* Prompt
Render each line of the material below as a Markdown table with two columns, No. and Line, numbering the rows in order. Leave out any blank lines.

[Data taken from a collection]

+ + + + + + +

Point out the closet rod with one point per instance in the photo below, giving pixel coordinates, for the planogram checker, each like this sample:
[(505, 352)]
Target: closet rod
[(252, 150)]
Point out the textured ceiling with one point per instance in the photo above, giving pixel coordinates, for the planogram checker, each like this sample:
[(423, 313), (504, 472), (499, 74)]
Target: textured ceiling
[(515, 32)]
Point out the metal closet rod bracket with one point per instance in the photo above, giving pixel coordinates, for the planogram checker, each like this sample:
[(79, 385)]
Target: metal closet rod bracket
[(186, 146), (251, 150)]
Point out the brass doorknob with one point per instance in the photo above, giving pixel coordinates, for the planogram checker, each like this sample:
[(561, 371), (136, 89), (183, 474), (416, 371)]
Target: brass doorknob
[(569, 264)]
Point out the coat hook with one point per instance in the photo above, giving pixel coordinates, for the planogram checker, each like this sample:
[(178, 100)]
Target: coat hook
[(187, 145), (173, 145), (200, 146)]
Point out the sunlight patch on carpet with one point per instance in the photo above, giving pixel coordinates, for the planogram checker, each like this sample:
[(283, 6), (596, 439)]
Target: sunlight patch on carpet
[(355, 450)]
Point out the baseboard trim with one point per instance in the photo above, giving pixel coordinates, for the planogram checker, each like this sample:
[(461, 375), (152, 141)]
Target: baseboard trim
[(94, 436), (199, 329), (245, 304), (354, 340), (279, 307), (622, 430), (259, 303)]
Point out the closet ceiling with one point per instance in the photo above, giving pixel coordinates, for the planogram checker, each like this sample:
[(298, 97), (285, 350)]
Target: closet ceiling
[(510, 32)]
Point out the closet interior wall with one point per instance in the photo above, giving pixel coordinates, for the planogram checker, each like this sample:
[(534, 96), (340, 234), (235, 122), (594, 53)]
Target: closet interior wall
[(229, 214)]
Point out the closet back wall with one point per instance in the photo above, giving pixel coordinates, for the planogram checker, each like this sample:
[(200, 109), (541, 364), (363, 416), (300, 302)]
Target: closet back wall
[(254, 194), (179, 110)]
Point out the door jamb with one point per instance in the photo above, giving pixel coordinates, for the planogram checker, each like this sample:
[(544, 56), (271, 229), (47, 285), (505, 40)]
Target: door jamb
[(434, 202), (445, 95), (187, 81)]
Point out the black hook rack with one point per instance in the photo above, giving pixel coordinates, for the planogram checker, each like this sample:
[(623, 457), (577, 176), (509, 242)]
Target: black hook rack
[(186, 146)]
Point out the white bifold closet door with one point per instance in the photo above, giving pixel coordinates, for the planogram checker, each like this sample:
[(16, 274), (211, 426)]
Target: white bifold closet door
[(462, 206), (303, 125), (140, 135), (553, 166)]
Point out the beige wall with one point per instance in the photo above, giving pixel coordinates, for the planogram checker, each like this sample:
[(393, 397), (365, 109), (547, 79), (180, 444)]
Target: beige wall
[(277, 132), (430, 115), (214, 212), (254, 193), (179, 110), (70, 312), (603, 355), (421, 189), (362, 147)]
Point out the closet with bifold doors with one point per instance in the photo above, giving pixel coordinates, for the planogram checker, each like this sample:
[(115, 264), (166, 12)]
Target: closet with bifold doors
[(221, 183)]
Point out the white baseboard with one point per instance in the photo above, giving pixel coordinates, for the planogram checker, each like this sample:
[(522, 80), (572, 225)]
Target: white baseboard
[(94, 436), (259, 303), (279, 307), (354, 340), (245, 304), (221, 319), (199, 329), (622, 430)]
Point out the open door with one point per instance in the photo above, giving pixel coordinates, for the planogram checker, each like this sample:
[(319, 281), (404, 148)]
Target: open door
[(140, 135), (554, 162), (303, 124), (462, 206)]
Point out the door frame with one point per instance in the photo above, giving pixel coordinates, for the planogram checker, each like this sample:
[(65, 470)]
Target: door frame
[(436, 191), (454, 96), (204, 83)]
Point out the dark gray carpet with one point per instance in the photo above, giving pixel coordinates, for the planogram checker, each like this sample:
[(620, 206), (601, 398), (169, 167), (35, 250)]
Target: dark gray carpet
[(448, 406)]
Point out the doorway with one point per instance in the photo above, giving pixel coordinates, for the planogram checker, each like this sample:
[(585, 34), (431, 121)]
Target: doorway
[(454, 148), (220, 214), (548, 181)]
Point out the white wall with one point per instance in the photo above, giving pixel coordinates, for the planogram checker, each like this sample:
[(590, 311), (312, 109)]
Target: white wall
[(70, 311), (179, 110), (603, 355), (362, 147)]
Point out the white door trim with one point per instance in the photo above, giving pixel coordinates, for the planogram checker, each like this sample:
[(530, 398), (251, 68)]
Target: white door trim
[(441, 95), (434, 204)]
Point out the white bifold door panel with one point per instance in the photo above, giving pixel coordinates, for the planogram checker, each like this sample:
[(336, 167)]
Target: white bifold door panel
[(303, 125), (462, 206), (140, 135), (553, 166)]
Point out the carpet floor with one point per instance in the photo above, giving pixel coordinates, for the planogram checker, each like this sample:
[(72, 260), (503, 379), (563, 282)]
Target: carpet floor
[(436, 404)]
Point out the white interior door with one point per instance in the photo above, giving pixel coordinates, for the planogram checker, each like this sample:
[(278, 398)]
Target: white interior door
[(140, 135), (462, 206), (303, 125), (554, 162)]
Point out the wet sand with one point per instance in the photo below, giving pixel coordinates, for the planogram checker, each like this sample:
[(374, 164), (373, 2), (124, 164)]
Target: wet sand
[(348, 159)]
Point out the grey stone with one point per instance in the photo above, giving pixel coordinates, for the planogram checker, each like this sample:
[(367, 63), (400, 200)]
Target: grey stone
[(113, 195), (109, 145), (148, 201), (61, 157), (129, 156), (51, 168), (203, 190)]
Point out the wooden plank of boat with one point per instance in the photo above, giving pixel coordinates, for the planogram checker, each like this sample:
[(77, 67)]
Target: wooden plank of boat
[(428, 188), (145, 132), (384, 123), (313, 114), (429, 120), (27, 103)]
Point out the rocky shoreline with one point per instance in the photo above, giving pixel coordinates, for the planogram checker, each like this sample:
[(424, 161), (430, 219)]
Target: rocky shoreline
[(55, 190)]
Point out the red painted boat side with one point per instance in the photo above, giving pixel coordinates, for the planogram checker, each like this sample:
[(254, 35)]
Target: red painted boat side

+ + + + + + +

* Worked answer
| No. | Line |
|---|---|
| 1 | Point out the closet rod with one point per instance in the photo below, giving pixel coordinates, for the planogram checker, each like this sample: |
| 2 | [(505, 352)] |
| 3 | Target: closet rod |
| 4 | [(252, 150)] |
| 5 | Point out the textured ceiling with one point per instance in the photo above, giving pixel coordinates, for the planogram checker, each like this sample: |
| 6 | [(423, 313), (504, 472), (499, 74)] |
| 7 | Target: textured ceiling |
| 8 | [(515, 32)] |
| 9 | Point out the metal closet rod bracket with one point per instance in the photo above, giving pixel coordinates, for the planogram checker, each like this sample: |
| 10 | [(79, 385)] |
| 11 | Target: metal closet rod bracket |
| 12 | [(186, 146), (251, 150)] |
| 13 | Point out the brass doorknob with one point per instance in the photo above, giving pixel coordinates, for the planogram checker, each like this sample: |
| 14 | [(561, 371), (136, 89), (183, 474), (416, 371)] |
| 15 | Target: brass doorknob |
| 16 | [(569, 264)] |
| 17 | Point out the coat hook with one point per instance in the photo above, giving pixel coordinates, for the planogram checker, each like this sample: |
| 18 | [(178, 100)] |
| 19 | Target: coat hook |
| 20 | [(187, 145), (173, 145), (200, 146)] |
| 21 | Point out the sunlight patch on carpet with one point per instance in the photo above, giving pixel coordinates, for the planogram checker, each like this sample: |
| 22 | [(283, 6), (596, 439)] |
| 23 | Target: sunlight patch on carpet |
| 24 | [(355, 450)] |
| 25 | Point out the baseboard trim with one point per instance in the photo above, giving pixel coordinates, for the planogram checker, each like this sample: |
| 26 | [(461, 375), (152, 141)] |
| 27 | Target: baseboard trim |
| 28 | [(94, 436), (199, 329), (245, 304), (354, 340), (279, 307), (622, 430), (259, 303)] |
| 29 | Point out the closet ceiling with one point per instance in the photo above, giving pixel coordinates, for the planogram checker, each like this sample: |
| 30 | [(298, 97), (285, 350)] |
| 31 | Target: closet ceiling |
| 32 | [(510, 32)] |
| 33 | Point out the closet interior wall with one point per instance in the photo above, giving pixel coordinates, for the planogram checker, each like this sample: |
| 34 | [(534, 96), (340, 234), (235, 122), (594, 53)] |
| 35 | Target: closet interior wall |
| 36 | [(229, 214)] |
| 37 | Point out the closet back wall with one point per instance in the photo above, giving pixel coordinates, for the planogram checker, each like this sample: |
| 38 | [(200, 109), (541, 364), (363, 416), (300, 302)] |
| 39 | Target: closet back wall |
| 40 | [(254, 194), (179, 110)] |
| 41 | Point out the door jamb with one point per instance in the photo above, giving pixel coordinates, for the planogram checker, each like this sample: |
| 42 | [(544, 56), (271, 229), (47, 285), (505, 40)] |
| 43 | Target: door jamb |
| 44 | [(434, 202), (445, 95), (187, 81)] |
| 45 | Point out the black hook rack with one point per instance in the photo above, giving pixel coordinates, for the planogram checker, each like this sample: |
| 46 | [(623, 457), (577, 176), (509, 242)] |
| 47 | Target: black hook rack |
| 48 | [(186, 146)] |
| 49 | Point out the white bifold closet door with one point per instance in the photo above, giving pixel coordinates, for the planogram checker, each like this sample: |
| 50 | [(16, 274), (211, 426)] |
| 51 | Target: white bifold closet door |
| 52 | [(462, 206), (303, 125), (140, 135), (553, 166)] |
| 53 | Point out the beige wall with one point per instance in the photo above, giving pixel coordinates, for the planogram checker, each like this sample: |
| 54 | [(393, 397), (365, 109), (547, 79), (180, 444)] |
| 55 | Target: beige wall |
| 56 | [(277, 132), (430, 115), (214, 212), (254, 193), (179, 110), (70, 312), (603, 355), (421, 189), (362, 147)] |
| 57 | Point out the closet with bifold doors with one point per instance in the photo above, giving pixel coordinates, for the planogram checker, each like this sample: |
| 58 | [(115, 264), (166, 12)] |
| 59 | Target: closet with bifold doors |
| 60 | [(221, 183)] |
| 61 | Point out the white baseboard with one point per instance in the photo above, giving pixel coordinates, for the planogram checker, each like this sample: |
| 62 | [(522, 80), (572, 225)] |
| 63 | Target: white baseboard |
| 64 | [(94, 436), (259, 303), (279, 307), (354, 340), (245, 304), (221, 319), (199, 329), (622, 430)] |
| 65 | Point out the open door with one point per instance in the photo above, giving pixel coordinates, for the planogram checker, each like this sample: |
| 66 | [(319, 281), (404, 148)] |
| 67 | Target: open door |
| 68 | [(140, 135), (554, 162), (303, 124), (462, 206)] |
| 69 | Point out the door frame with one point per instance in the photo above, giving pixel coordinates, for the planogram checker, each like this sample: |
| 70 | [(65, 470)] |
| 71 | Target: door frame |
| 72 | [(436, 191), (454, 96), (204, 83)] |
| 73 | Point out the dark gray carpet with one point per instance in the photo above, giving pixel coordinates, for the planogram checker, each like this sample: |
| 74 | [(620, 206), (601, 398), (169, 167), (35, 250)] |
| 75 | Target: dark gray carpet |
| 76 | [(448, 406)] |
| 77 | Point out the doorway with one point per instance in the photo above, giving pixel coordinates, for the planogram checker, each like this sample: |
| 78 | [(585, 34), (431, 121)] |
| 79 | Target: doorway |
| 80 | [(454, 148), (220, 214), (548, 181)] |
| 81 | Point out the white wall with one point per instance in the photo above, giving pixel coordinates, for the planogram checker, each like this sample: |
| 82 | [(590, 311), (312, 109)] |
| 83 | Target: white wall |
| 84 | [(70, 311), (179, 110), (603, 355), (362, 147)] |
| 85 | Point out the white door trim with one point per instance in the photo above, giving pixel coordinates, for the planogram checker, each like this sample: |
| 86 | [(530, 398), (251, 68)] |
| 87 | Target: white door trim |
| 88 | [(441, 95), (434, 204)] |
| 89 | Point out the white bifold door panel with one point per instance in the photo above, giving pixel coordinates, for the planogram checker, each like this sample: |
| 90 | [(336, 167)] |
| 91 | Target: white bifold door panel |
| 92 | [(303, 125), (462, 206), (140, 135), (553, 166)] |
| 93 | Point out the carpet floor with one point per instance in the photo above, giving pixel coordinates, for the planogram checker, each like this sample: |
| 94 | [(72, 260), (503, 379), (563, 282)] |
| 95 | Target: carpet floor |
| 96 | [(436, 404)] |
| 97 | Point out the white interior door with one point per instance in the photo above, giving pixel coordinates, for the planogram checker, each like this sample: |
| 98 | [(278, 398)] |
| 99 | Target: white interior door |
| 100 | [(140, 135), (462, 206), (303, 125), (554, 162)] |
| 101 | Point out the wet sand with one point per instance in the photo below, giving pixel coordinates, for the planogram checker, each like this sample: |
| 102 | [(374, 164), (373, 2), (124, 164)] |
| 103 | Target: wet sand |
| 104 | [(348, 159)] |
| 105 | Point out the grey stone with one point per instance in the photo above, giving pixel coordinates, for the planogram checker, each like this sample: |
| 106 | [(367, 63), (400, 200)] |
| 107 | Target: grey stone |
| 108 | [(113, 195), (109, 145), (148, 201), (61, 157), (129, 156), (51, 168), (203, 190)] |
| 109 | Point out the wooden plank of boat with one point per instance in the photo above, giving pixel coordinates, for the planogram checker, each like this sample: |
| 110 | [(77, 67)] |
| 111 | Target: wooden plank of boat |
| 112 | [(428, 188), (145, 132), (384, 123), (313, 114), (429, 120), (27, 103)] |
| 113 | Point out the rocky shoreline with one point per instance in the photo above, giving pixel coordinates, for the planogram checker, each like this sample: |
| 114 | [(424, 161), (430, 219)] |
| 115 | Target: rocky shoreline |
| 116 | [(55, 190)] |
| 117 | Point out the red painted boat side with one point per instance in the photo above, giving pixel coordinates, for the planogram checker, each like this sample: |
| 118 | [(254, 35)] |
| 119 | Target: red painted boat side |